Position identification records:

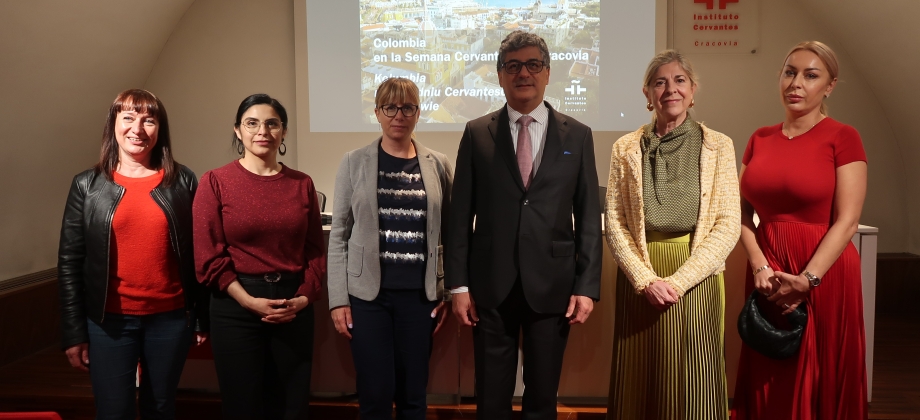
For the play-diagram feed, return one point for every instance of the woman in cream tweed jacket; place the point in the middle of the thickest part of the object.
(718, 227)
(671, 245)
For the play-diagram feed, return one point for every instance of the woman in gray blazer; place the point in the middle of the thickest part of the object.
(386, 274)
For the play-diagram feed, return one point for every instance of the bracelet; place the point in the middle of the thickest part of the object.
(757, 270)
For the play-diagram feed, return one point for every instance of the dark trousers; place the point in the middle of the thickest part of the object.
(263, 369)
(495, 344)
(159, 341)
(391, 345)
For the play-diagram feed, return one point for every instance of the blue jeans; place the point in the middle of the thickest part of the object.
(159, 341)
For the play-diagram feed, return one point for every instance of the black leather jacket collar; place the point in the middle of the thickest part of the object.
(83, 255)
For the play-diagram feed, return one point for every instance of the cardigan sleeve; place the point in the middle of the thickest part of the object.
(342, 222)
(620, 201)
(314, 251)
(709, 256)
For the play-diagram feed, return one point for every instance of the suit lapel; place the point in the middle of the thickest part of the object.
(430, 180)
(370, 179)
(557, 131)
(501, 135)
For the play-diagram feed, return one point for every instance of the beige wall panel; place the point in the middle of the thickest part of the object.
(221, 52)
(61, 65)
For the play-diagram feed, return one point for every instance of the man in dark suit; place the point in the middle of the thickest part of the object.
(526, 179)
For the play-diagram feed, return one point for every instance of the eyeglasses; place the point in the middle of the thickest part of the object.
(391, 110)
(252, 126)
(533, 66)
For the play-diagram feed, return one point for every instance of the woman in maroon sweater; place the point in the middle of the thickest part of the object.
(259, 245)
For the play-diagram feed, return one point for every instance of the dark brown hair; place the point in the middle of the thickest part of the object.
(140, 101)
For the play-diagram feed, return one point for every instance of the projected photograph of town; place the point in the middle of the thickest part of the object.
(449, 49)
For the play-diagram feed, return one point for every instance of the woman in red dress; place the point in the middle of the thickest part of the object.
(806, 180)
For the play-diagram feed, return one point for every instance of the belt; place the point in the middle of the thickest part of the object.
(271, 278)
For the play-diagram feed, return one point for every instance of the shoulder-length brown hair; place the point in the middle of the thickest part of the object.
(140, 101)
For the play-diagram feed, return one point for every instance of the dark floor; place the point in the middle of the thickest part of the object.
(45, 382)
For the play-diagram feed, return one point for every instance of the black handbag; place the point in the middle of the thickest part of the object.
(759, 334)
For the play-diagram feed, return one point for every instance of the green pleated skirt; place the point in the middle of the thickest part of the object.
(669, 365)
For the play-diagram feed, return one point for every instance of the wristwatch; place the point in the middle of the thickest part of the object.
(813, 280)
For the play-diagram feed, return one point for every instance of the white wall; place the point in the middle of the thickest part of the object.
(882, 40)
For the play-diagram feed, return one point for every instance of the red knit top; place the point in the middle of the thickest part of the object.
(252, 224)
(143, 271)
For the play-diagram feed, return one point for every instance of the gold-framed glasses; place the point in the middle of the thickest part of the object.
(252, 125)
(391, 110)
(514, 66)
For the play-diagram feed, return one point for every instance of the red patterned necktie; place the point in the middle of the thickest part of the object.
(525, 150)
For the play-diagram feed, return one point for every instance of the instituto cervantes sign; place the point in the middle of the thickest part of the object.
(716, 26)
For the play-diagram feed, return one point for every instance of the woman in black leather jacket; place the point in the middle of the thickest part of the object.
(127, 278)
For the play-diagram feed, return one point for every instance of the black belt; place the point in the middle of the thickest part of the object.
(271, 278)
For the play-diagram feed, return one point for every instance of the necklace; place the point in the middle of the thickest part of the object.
(790, 137)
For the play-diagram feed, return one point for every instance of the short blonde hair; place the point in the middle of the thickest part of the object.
(397, 90)
(666, 57)
(827, 56)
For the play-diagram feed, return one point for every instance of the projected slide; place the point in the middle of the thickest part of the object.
(449, 48)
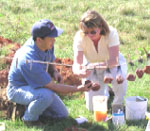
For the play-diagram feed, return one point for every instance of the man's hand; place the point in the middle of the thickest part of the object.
(83, 73)
(57, 77)
(84, 87)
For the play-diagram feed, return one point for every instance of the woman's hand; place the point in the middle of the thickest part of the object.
(57, 77)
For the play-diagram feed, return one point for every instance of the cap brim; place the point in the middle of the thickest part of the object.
(56, 32)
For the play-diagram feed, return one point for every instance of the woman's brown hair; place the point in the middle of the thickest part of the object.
(92, 19)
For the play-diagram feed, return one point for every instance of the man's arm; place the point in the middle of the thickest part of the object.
(64, 89)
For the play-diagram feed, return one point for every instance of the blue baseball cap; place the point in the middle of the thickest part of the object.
(44, 28)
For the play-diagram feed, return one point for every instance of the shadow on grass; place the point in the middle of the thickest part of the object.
(69, 124)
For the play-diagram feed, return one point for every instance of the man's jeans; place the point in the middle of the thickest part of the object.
(39, 101)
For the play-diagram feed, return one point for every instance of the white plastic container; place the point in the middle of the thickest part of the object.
(118, 118)
(136, 107)
(100, 108)
(90, 94)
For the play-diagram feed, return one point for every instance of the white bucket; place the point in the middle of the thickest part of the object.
(135, 110)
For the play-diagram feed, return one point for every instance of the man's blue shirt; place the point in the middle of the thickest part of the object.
(21, 74)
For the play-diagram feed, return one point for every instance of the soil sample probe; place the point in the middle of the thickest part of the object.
(147, 67)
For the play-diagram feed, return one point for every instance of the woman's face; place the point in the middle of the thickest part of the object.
(93, 33)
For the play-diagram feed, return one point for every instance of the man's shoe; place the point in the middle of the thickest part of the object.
(33, 123)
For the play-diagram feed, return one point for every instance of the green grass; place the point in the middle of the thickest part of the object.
(131, 18)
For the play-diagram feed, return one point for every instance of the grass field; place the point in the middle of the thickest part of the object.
(130, 17)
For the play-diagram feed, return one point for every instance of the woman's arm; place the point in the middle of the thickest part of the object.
(77, 66)
(113, 56)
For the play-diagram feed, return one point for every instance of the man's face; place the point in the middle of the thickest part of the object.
(47, 43)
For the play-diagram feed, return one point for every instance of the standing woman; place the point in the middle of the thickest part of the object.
(96, 43)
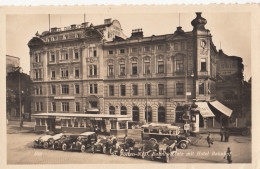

- Short problem
Please format the lines above as a numbered list, skipping any blank lines. Leave the pictures out of the answer.

- Problem solution
1. For the play-diagram feed, return one point for every instance of the woman in cream tweed jacket; place the point in the middle of the thickest part of the object.
2. (718, 227)
3. (671, 245)
4. For the play-diagram feed, return one point for every instance of the woman in gray blazer; place the point in the middle of the thickest part of the object.
5. (386, 274)
6. For the play-diagram feed, return one point for every instance of the bracelet; place the point in the middle of the thickest part of the object.
7. (757, 270)
8. For the play-diagram feed, return one point for every instance of the dark trousers; place the point in the middle of the thickest part of the object.
9. (263, 369)
10. (495, 344)
11. (159, 341)
12. (391, 345)
13. For the play-diagram feed, return one point for every instance of the blue jeans; place the point in the middle of the thickest part of the object.
14. (159, 341)
15. For the play-diagram feed, return one point for every instance of the black leather jacket collar; place the point in the middle of the thickest part of the object.
16. (83, 255)
17. For the play-diagram feed, return one point for every instance of the cardigan sleeve; place the point in the middle of the thickest part of the object.
18. (342, 222)
19. (620, 201)
20. (314, 251)
21. (709, 256)
22. For the play-diagram feed, return one point for every instance of the suit lapel; place the point in the middle of the thickest part of the object.
23. (430, 180)
24. (370, 179)
25. (557, 131)
26. (501, 135)
27. For the play-diagram feed, return one point for every instance of the beige wall panel; place the point in the middle of the thickest part of the object.
28. (221, 52)
29. (61, 65)
30. For the play-diagram feed, return one point for every instance of the man in dark suit; place the point in the middle of the thickest part of the object.
31. (526, 179)
32. For the play-diagram feed, return one point for every instance of the eyeglasses; place the point in the middle of the thickest part of the object.
33. (391, 110)
34. (252, 126)
35. (533, 66)
36. For the play-diagram feed, return one point for every instance of the woman in maroon sweater; place the point in the middle of the thickest part of the object.
37. (259, 245)
38. For the play-diagram feed, return one point for every instance of the dark brown hair; place the point in the middle of the thickest part of the object.
39. (140, 101)
40. For the play-diagram feed, return one point for every instance of the projected photograph of town; place the point in the middle of the thickest part of the object.
41. (449, 49)
42. For the play-diagram feed, return one point for every instance of the woman in red dress; place the point in the middle of the thickest part of the object.
43. (806, 180)
44. For the play-diagram feed, return one point for every instance of the belt; place the point in the middle of the thickest part of the object.
45. (271, 278)
46. For the play-diagram feed, return one point for every instance of the shoulder-length brown hair; place the point in the middle of the thickest part of the object.
47. (140, 101)
48. For the play-diagram feed, return one point for every instance of the dark floor; place the point in the middle of the thickest part of the object.
49. (45, 382)
50. For the play-diagram feed, return one point for every instance of the black handbag; place the point in the middle of the thickest part of the object.
51. (759, 334)
52. For the play-diagram feed, return one point for every instance of the green pleated skirt; place the point in the middle of the thickest part of the object.
53. (669, 365)
54. For the play-diagram feed, return one point for every instance of the wristwatch; place the point in the middle of the thickest part of the object.
55. (813, 280)
56. For the play-diagram feed, return one point for every instance of the white wall; place the point in the middle of the thickest part of the object.
57. (882, 40)
58. For the play-diagram feed, return one point for every instance of the red knit top; place the point in the middle of the thickest part of the object.
59. (252, 224)
60. (143, 271)
61. For the play-diagram feed, return one point for every instance of the gold-framed glasses; place the point in the middle of the thickest part of the object.
62. (252, 125)
63. (391, 110)
64. (514, 66)
65. For the play-diagram feed, return one point for every instance of the red patterned necktie; place the point in the middle of the thickest part of the object.
66. (525, 150)
67. For the play-diagram feed, return one point for every instance of the instituto cervantes sign; place the point in the middle of the thickest part of the object.
68. (716, 26)
69. For the play-diagram feed, return one point for every instance of the woman in black leather jacket; place the point in the middle of the thickest part of the object.
70. (127, 278)
71. For the play-diagram feed, return one point for every instance of the black belt; place the point in the middle of the thickest part of the object.
72. (271, 278)
73. For the play-diagram feed, return one point for every instance of the necklace; place the point in the middle of the thickest part of the object.
74. (790, 137)
75. For the play-diagram feed, return one point for every instance of the short blonde hair; place the point in the middle of the thickest part of the object.
76. (397, 90)
77. (666, 57)
78. (827, 56)
79. For the play-diagram feed, return one point for every instance of the projected slide; place the point in the middle of the thickest part of the object.
80. (449, 48)
81. For the play-diagram feed, return one point for every instance of the man's hand; place the point in the middle of the thickest part of the object.
82. (83, 73)
83. (57, 77)
84. (84, 87)
85. For the play-diagram feed, return one point for every instance of the woman's hand; place the point in the middle of the thickest part of the object.
86. (57, 77)
87. For the play-diagram feed, return one point for every instance of the cap brim; place the point in the middle of the thickest part of the object.
88. (56, 32)
89. For the play-diagram feed, return one point for every instance of the woman's brown hair; place the point in the middle of the thickest part of the object.
90. (92, 19)
91. For the play-diagram feed, return one point for every instance of the man's arm; place the point in the middle of the thickest part of the object.
92. (64, 89)
93. For the play-diagram feed, return one point for every instance of the blue baseball cap; place the point in the middle of the thickest part of the object.
94. (44, 28)
95. For the play-diagram feed, return one point for every instance of the shadow on grass; place the point in the middle of the thickest part of the object.
96. (69, 124)
97. For the play-diagram feed, return one point for every instance of the man's jeans; place the point in the middle of the thickest part of the object.
98. (39, 101)
99. For the play-diagram feed, return one point for every instance of the white plastic container; place the point in the middle of the thickest part of the object.
100. (118, 118)
101. (136, 107)
102. (100, 108)
103. (90, 94)
104. For the play-diagram feed, return one point for every instance of the white bucket; place the point in the middle of the thickest part of the object.
105. (135, 110)
106. For the play-diagram feed, return one point for every instance of the man's blue shirt; place the point in the middle of the thickest part of the object.
107. (21, 74)
108. For the play-diagram feed, return one point for every instance of the soil sample probe; place the point in the middle of the thickest part of the object.
109. (147, 67)
110. For the play-diagram feed, return one point for every instance of the woman's face; place the point in the middle of the thickest part of the object.
111. (93, 33)
112. For the play-diagram feed, return one point for every instance of the man's shoe; place the point in the middle of the thickest part of the object.
113. (33, 123)
114. For the play-diagram feed, return one point for every instance of the green grass; place the point in the middle of the thickest part of the object.
115. (131, 18)
116. For the play-diagram feed, return one point for every instance of the grass field; place the point in the middle of the thickest part of the object.
117. (130, 17)
118. For the play-diagram feed, return one point for every instance of the woman's arm; place the point in the middle of the thickest part of the object.
119. (77, 66)
120. (113, 56)
121. For the play-diagram feed, return one point for every instance of the man's face; place the point in the middle of the thickest part of the object.
122. (47, 43)
123. For the play-diagram feed, return one point for every instance of the standing woman; place the point in the middle of the thickest part of the object.
124. (96, 43)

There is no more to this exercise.